* TASK A:
Answer these from the horoscopes:
(i) What date range is given for Taurus?
(ii) What flavor does the Cancer entry say yellow snow probably is?
(iii) In the Gemini entry, what is the would-be rooftop rifle assembler dressed in?
* TASK B: List every zodiac sign that has an entry in the horoscopes.
* TASK C: Carry the horoscopes on from their last entry.

Aries, March 21st–April 19th

Always risky taking a strange Czech man home for the night. He may wake in the morning from uneasy dreams to find himself transformed into a giant insect.

Taurus, April 20th–May 20th

Best opening chess move? Getting up and walking away. You’re too cool for that shit.

Gemini, May 21st–June 21st

What outlets are there for those who don’t want to kill people, but whose dream job is to perch on a roof assembling a rifle dressed in a black turtleneck?

Cancer, June 22nd–July 22nd

Don’t eat yellow snow. It’s probably lemon-flavoured, which is no-one’s favourite.

Leo, July 23rd–August 22nd

“Right, sorry. When you called me into your office and told me I needed to roll my sleeves up, I thought you meant to inject heroin.”

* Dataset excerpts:
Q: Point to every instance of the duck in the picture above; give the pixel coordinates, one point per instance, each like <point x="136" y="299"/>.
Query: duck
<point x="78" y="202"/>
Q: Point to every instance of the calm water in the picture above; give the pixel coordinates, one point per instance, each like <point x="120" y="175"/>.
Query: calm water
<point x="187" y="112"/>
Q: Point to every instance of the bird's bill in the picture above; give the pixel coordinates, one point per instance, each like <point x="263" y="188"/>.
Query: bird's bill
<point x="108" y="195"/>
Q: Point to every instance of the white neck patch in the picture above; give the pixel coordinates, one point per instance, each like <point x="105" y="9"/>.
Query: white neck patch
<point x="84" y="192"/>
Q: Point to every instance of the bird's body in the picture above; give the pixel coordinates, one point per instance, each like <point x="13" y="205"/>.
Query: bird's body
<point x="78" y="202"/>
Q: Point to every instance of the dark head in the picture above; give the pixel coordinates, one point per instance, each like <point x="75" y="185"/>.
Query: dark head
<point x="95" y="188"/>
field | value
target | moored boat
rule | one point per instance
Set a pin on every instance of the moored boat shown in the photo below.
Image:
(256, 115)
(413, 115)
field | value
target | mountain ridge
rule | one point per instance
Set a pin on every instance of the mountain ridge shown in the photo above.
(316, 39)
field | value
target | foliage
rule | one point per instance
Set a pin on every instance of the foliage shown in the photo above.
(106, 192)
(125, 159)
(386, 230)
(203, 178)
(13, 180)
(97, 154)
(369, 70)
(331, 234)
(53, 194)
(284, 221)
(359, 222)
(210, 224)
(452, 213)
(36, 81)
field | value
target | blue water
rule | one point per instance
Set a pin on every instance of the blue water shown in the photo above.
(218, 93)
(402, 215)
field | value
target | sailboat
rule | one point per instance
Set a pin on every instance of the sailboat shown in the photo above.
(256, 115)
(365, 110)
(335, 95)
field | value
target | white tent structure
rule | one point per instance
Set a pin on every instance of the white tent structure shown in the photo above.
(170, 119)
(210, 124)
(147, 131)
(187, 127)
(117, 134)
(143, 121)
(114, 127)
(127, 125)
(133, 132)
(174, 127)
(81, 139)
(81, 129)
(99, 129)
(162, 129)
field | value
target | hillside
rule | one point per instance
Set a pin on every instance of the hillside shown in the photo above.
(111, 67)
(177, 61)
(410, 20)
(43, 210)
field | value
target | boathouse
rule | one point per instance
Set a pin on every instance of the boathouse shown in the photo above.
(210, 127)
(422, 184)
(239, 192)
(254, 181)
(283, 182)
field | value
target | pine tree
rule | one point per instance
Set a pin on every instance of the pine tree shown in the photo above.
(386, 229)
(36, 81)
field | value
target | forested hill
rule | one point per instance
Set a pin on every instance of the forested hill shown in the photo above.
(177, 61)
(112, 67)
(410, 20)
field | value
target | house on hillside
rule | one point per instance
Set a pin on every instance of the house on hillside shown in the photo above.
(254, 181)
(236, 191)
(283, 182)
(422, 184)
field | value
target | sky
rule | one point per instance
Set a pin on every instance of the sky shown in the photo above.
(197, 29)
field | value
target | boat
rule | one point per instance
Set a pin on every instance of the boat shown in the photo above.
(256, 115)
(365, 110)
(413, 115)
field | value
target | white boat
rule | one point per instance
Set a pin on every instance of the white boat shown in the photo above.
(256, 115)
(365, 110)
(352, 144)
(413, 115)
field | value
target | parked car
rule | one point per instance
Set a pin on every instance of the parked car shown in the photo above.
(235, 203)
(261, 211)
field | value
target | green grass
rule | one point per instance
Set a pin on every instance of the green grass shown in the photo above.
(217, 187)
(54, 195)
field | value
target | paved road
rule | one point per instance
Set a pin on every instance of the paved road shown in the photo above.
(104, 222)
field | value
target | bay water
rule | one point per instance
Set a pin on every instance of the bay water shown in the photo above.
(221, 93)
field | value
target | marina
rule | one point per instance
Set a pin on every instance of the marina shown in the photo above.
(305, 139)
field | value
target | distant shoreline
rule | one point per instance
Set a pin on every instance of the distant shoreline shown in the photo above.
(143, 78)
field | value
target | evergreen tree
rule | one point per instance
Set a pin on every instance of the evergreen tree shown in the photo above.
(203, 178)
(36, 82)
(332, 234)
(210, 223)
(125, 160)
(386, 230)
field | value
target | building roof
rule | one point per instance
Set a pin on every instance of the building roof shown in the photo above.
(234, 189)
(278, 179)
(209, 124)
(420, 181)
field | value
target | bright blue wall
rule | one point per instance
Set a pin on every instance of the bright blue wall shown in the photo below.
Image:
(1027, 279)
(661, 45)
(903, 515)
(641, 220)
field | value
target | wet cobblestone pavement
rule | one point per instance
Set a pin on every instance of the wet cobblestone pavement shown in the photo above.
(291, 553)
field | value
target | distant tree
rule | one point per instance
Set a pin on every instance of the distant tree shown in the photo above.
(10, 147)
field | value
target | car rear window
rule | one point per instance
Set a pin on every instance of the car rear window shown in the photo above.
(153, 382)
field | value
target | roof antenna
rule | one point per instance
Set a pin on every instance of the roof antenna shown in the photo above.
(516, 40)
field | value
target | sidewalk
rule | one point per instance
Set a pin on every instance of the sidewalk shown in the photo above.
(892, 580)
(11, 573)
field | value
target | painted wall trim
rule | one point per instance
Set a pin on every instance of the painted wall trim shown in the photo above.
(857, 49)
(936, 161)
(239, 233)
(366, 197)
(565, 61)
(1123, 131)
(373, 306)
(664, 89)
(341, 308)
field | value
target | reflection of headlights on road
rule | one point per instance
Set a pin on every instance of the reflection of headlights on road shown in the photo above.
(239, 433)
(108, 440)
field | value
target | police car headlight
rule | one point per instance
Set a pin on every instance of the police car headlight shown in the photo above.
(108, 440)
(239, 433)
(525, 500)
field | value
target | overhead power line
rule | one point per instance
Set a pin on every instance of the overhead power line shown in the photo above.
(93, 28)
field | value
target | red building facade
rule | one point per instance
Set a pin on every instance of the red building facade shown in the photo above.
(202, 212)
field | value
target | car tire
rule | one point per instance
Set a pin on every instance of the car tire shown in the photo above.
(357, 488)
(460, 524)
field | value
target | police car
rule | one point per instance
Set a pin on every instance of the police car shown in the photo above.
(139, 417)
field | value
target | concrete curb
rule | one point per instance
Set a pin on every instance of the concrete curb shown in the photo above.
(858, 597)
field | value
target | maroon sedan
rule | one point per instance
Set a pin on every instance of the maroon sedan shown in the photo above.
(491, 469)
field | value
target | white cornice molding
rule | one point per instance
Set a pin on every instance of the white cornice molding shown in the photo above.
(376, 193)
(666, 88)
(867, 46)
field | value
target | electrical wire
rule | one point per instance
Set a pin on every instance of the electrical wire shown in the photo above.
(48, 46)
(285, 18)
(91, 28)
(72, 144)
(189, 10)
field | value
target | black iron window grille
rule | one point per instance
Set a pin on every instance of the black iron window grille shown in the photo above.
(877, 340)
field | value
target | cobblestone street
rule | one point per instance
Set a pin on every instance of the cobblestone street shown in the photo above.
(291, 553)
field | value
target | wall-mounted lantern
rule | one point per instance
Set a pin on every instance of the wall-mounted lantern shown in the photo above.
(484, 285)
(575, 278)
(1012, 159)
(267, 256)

* TASK ANSWER A:
(i) April 20th–May 20th
(ii) Lemon
(iii) A black turtleneck

* TASK ANSWER B: Aries, Taurus, Gemini, Cancer, Leo

* TASK ANSWER C:
Virgo, August 23rd–September 22nd

Did the Oompa-Loompas come up with those songs on the spot, or were there extensive rehearsals where they planned out several options in advance?

Libra, September 23rd–October 22nd

Of course, the real problems are the deprivation and feelings of powerlessness that force the people of Midsomer to believe their problems can only be solved through violence.

Scorpio, October 23rd–November 22nd

“Hi, I’m Tom Cruise. And though I’ve ridden motorbikes off cliffs and leapt from spiralling biplanes, nothing is as terrifying to me as a woman’s vagina.”

Sagittarius, November 22nd–December 21st

The crowd should be able to decide amongst themselves via a show of hands who actually wants an encore, while the band waits off stage expectantly.

Capricorn, December 22nd–January 19th

The wife’s still moaning on even though you’ve babysat three times this week while she went to the loo. What more can a modern father-of-three do?

Aquarius, January 20th–February 18th

“Christ’s dead? Wait, I thought he came back? He came back then immediately left again and only his mates saw him. Riiiight.”

Pisces, February 19th–March 20th

Committing burglary and smoking crack in front of Carl Barât and Pete Doherty, to trigger the Libs.